## What is required
If a line in the data below contains the word "spotlight", copy it out.

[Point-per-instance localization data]
····················
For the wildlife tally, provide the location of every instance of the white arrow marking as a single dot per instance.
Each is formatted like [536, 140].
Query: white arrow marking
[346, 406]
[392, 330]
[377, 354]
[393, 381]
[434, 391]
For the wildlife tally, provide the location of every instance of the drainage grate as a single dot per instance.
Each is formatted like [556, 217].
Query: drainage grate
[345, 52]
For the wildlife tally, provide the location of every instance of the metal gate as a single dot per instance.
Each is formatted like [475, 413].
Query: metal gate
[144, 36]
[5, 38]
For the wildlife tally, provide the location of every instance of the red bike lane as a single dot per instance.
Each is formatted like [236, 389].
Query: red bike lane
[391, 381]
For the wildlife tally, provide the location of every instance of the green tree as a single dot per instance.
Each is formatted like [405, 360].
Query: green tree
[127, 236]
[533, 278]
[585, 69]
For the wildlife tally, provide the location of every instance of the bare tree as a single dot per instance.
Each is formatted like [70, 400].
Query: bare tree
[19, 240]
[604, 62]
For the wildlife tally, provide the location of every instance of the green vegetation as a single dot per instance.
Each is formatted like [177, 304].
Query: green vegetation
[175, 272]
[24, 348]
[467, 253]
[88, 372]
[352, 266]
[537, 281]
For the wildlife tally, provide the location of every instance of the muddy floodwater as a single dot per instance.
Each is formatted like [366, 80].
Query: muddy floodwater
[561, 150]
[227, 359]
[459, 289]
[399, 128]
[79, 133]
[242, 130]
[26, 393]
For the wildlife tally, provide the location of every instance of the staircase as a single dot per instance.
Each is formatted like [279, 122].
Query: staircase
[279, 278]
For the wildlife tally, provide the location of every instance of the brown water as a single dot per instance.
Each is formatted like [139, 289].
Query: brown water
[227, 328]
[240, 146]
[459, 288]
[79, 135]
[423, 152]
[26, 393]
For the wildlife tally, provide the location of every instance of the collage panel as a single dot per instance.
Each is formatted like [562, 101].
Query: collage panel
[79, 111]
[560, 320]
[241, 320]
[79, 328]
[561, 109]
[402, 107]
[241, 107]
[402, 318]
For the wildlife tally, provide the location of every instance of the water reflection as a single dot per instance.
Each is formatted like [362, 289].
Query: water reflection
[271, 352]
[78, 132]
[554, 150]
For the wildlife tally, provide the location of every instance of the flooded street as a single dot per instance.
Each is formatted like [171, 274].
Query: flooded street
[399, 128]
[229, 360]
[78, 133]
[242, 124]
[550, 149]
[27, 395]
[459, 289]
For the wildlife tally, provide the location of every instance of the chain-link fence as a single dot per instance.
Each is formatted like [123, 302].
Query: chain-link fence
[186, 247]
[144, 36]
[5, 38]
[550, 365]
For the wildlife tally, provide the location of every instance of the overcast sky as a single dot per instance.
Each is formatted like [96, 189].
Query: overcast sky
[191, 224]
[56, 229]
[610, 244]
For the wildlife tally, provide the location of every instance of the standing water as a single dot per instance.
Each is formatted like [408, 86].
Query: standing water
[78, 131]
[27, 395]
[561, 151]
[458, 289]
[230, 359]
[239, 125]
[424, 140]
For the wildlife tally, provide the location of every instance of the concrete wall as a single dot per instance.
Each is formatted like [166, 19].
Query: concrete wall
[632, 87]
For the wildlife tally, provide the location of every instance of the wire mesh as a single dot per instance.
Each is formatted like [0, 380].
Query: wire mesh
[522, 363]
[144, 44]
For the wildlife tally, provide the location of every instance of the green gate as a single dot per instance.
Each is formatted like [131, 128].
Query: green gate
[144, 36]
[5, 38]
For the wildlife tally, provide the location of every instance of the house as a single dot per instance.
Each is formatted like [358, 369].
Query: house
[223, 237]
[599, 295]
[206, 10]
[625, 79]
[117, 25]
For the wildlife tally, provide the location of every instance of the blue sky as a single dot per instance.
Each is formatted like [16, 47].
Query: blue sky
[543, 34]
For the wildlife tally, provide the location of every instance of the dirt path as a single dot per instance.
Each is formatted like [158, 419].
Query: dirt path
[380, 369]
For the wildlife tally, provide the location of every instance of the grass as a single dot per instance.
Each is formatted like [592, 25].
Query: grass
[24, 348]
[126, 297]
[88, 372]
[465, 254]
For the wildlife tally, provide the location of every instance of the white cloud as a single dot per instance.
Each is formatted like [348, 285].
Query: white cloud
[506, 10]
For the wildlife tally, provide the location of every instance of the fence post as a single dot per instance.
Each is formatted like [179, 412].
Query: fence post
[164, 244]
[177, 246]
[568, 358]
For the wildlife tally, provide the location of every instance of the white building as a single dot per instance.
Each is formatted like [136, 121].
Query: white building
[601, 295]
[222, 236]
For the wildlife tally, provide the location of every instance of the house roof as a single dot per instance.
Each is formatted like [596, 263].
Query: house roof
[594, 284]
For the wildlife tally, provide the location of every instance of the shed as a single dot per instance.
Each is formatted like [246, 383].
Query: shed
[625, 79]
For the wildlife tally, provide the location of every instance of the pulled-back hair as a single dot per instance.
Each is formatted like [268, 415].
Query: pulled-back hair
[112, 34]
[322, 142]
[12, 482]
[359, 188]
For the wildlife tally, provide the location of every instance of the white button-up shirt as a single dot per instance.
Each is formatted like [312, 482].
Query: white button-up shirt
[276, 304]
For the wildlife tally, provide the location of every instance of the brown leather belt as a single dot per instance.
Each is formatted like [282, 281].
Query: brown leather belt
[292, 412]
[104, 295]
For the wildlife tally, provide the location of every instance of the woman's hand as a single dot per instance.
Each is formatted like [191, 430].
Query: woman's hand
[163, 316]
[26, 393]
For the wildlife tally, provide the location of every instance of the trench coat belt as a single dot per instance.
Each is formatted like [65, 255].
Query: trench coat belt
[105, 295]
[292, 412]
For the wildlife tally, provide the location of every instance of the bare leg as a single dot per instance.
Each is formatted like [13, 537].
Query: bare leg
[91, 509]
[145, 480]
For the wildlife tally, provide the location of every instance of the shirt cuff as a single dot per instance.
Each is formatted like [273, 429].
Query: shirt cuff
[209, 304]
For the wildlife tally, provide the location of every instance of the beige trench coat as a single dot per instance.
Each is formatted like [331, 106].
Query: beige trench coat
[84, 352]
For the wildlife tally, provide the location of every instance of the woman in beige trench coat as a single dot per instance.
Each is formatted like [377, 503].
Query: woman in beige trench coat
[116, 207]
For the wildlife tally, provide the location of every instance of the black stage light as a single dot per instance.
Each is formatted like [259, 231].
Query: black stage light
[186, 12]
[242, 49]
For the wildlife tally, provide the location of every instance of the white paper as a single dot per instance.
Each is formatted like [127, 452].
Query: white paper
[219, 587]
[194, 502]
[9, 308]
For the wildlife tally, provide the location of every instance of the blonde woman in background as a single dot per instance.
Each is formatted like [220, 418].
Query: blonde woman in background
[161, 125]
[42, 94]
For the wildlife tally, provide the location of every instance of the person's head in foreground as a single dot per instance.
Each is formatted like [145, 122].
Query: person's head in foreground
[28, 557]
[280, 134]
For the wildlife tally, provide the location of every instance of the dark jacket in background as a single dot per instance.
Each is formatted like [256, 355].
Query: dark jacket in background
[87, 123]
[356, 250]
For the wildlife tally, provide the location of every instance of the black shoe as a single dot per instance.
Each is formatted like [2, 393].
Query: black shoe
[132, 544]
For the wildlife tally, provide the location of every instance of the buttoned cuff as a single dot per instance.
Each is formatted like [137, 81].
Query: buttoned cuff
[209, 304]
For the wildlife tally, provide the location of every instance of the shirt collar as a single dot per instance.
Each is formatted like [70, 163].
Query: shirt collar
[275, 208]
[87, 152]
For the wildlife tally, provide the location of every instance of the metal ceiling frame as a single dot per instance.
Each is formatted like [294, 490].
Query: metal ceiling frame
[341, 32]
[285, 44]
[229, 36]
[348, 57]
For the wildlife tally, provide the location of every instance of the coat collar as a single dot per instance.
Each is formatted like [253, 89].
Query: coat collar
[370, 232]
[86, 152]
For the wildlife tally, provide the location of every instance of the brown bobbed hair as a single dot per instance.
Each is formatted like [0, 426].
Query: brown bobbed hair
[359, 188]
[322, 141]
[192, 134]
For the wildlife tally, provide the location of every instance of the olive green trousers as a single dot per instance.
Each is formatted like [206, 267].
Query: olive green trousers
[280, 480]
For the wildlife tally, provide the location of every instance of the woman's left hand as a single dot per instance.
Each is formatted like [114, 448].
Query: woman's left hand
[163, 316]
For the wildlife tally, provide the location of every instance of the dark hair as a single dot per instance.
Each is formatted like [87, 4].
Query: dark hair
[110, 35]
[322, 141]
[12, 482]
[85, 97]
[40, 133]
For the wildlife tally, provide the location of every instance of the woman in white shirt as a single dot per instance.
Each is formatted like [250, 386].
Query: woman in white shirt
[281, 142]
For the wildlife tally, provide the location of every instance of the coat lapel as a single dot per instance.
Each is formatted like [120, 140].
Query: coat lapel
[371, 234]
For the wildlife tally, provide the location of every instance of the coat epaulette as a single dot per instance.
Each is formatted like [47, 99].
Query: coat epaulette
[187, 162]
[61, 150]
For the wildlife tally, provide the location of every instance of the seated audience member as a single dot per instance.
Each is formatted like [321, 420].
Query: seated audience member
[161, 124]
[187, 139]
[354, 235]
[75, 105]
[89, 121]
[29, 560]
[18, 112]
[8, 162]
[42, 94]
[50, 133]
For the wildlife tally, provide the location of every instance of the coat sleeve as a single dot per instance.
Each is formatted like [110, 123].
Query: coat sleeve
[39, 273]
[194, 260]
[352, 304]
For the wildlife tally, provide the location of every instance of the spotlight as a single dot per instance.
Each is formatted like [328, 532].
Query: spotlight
····················
## Task response
For the wildlife tally, provide the location of every instance of the spotlight as a single dot per instance.
Query: spotlight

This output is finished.